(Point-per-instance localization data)
# # # # # # #

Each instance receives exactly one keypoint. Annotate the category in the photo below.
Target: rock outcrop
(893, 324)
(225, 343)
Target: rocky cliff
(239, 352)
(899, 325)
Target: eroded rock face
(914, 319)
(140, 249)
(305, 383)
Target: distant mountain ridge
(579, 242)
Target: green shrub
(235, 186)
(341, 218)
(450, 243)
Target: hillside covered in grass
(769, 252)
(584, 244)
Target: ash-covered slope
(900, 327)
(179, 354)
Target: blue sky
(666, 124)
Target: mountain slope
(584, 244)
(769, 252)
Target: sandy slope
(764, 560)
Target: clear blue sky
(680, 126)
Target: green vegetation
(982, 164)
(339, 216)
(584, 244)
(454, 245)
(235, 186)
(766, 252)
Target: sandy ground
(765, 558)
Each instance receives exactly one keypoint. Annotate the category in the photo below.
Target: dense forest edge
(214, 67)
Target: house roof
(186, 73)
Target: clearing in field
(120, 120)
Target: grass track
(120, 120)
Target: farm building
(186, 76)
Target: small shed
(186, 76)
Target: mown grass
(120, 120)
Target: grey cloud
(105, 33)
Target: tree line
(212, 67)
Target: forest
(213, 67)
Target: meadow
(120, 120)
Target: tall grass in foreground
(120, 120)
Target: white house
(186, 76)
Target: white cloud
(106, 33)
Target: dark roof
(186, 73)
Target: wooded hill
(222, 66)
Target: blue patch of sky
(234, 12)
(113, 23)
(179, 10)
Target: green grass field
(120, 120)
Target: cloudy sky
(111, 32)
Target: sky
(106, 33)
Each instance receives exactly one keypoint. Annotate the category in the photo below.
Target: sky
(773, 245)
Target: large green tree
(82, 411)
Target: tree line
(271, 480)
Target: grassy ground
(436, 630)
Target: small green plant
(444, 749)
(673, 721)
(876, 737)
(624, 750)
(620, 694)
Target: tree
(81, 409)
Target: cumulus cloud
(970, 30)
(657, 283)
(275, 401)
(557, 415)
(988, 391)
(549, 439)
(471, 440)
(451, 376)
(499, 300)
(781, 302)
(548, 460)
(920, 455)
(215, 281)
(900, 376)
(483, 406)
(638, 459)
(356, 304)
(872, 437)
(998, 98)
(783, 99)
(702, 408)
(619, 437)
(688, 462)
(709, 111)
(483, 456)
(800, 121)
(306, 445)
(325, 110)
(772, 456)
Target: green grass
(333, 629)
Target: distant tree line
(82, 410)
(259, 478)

# # # # # # #

Exactly as they appear above, copy out all the records.

Each instance receives exactly one keypoint. Annotate the category in the photo below.
Target: rock outcrop
(893, 324)
(225, 343)
Target: rocky cliff
(239, 352)
(899, 325)
Target: eroded rock face
(914, 319)
(140, 249)
(305, 383)
Target: distant mountain ridge
(579, 242)
Target: green shrub
(235, 186)
(341, 218)
(450, 243)
Target: hillside covered in grass
(769, 252)
(584, 244)
Target: ash-covered slope
(900, 327)
(179, 354)
Target: blue sky
(666, 124)
Target: mountain slope
(584, 244)
(769, 252)
Target: sandy slope
(764, 560)
Target: clear blue sky
(680, 126)
Target: green vegetation
(982, 164)
(339, 216)
(584, 244)
(454, 245)
(235, 186)
(766, 252)
Target: sandy ground
(765, 558)
Each instance receives exactly one keypoint. Annotate the category in the photo below.
Target: dense forest edge
(214, 67)
Target: house roof
(186, 73)
Target: clearing in field
(120, 120)
Target: grass track
(120, 120)
Target: farm building
(186, 76)
Target: small shed
(186, 76)
Target: mown grass
(120, 120)
Target: grey cloud
(105, 33)
Target: tree line
(212, 67)
Target: forest
(213, 67)
Target: meadow
(120, 120)
Target: tall grass in foreground
(120, 120)
Target: white house
(186, 76)
Target: white cloud
(106, 33)
Target: dark roof
(186, 73)
Target: wooded hill
(222, 66)
Target: blue patch of sky
(234, 12)
(113, 23)
(179, 10)
Target: green grass field
(120, 120)
Target: cloudy sky
(111, 32)
Target: sky
(106, 33)
Each instance receives exactly one keypoint. Annotate the category in the photo below.
Target: sky
(773, 245)
Target: large green tree
(82, 411)
Target: tree line
(271, 480)
Target: grassy ground
(436, 630)
Target: small green plant
(444, 749)
(673, 721)
(876, 737)
(624, 750)
(620, 694)
Target: tree
(81, 409)
Target: cumulus cloud
(970, 30)
(657, 283)
(275, 401)
(557, 415)
(988, 391)
(549, 439)
(471, 440)
(451, 376)
(499, 300)
(781, 302)
(548, 460)
(920, 455)
(215, 281)
(900, 376)
(483, 406)
(638, 459)
(356, 304)
(872, 437)
(998, 98)
(783, 99)
(702, 408)
(619, 437)
(688, 462)
(709, 111)
(483, 456)
(800, 121)
(306, 445)
(325, 110)
(772, 456)
Target: green grass
(333, 629)
Target: distant tree line
(82, 410)
(259, 478)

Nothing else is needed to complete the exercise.